Tally the lines of the data below that contain the string "door". Give the tally and nothing else.

------------------------------------------------

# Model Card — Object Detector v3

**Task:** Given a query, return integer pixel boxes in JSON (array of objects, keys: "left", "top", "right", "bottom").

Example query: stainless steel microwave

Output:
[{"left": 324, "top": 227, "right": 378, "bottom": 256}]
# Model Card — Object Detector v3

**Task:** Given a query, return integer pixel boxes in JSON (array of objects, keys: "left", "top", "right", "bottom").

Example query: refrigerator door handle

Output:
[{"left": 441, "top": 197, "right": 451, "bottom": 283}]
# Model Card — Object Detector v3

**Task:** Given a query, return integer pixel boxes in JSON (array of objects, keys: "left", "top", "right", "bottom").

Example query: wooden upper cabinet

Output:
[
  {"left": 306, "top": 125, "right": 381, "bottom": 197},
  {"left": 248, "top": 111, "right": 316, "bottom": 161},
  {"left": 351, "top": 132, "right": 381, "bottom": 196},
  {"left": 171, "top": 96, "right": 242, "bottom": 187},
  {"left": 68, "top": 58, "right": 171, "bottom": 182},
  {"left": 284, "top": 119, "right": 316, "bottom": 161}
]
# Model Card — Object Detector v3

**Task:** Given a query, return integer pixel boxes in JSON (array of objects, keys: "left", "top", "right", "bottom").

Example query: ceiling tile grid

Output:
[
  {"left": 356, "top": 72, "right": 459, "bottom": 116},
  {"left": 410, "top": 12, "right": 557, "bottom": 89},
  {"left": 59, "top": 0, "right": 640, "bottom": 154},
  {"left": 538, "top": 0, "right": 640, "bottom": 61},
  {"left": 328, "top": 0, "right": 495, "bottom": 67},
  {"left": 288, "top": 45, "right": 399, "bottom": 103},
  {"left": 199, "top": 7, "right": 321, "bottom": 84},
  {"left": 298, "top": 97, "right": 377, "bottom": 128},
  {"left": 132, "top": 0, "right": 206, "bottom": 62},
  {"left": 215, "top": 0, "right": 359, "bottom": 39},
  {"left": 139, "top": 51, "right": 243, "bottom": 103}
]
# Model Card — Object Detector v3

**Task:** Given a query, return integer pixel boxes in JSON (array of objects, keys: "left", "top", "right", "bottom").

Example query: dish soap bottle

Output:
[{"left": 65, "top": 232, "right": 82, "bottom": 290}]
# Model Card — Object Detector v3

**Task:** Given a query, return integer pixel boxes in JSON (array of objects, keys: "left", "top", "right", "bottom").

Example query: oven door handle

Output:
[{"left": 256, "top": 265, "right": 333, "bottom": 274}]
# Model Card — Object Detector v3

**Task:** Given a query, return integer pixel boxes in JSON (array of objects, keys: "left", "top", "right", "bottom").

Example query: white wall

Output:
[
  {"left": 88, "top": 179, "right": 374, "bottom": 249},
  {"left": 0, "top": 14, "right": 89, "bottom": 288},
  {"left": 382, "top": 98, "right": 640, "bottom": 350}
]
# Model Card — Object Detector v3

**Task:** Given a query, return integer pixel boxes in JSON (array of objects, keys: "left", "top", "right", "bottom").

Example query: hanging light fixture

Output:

------------------------------------------------

EXERCISE RESULT:
2